Records from a data collection:
▼

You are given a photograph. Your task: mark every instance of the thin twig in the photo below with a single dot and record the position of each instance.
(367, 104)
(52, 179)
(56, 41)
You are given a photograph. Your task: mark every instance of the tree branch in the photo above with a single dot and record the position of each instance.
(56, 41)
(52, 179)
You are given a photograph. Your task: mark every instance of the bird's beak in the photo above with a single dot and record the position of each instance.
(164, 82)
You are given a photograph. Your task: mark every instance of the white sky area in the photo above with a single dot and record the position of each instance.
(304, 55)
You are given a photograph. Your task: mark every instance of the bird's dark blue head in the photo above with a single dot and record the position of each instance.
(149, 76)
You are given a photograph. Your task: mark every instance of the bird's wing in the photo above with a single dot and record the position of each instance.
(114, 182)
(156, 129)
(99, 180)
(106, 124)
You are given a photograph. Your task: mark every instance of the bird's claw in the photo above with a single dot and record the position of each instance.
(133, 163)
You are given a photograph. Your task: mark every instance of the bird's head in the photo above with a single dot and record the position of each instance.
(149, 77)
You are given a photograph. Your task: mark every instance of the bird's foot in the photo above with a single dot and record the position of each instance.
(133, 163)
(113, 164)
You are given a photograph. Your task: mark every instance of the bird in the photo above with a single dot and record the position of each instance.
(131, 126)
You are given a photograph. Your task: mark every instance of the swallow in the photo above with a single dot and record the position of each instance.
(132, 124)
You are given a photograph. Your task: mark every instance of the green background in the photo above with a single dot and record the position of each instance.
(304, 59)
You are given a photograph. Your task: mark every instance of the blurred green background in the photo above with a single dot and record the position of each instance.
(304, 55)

▲

# Try it:
With the line that contains "of the blurred" as your start, reproduce the data above exactly through its last line, and nothing before that start.

# Output of the task:
You are given a photograph. Your task: mark every instance of the blurred green background in the photo above with a single dot and record the position of each instance.
(304, 55)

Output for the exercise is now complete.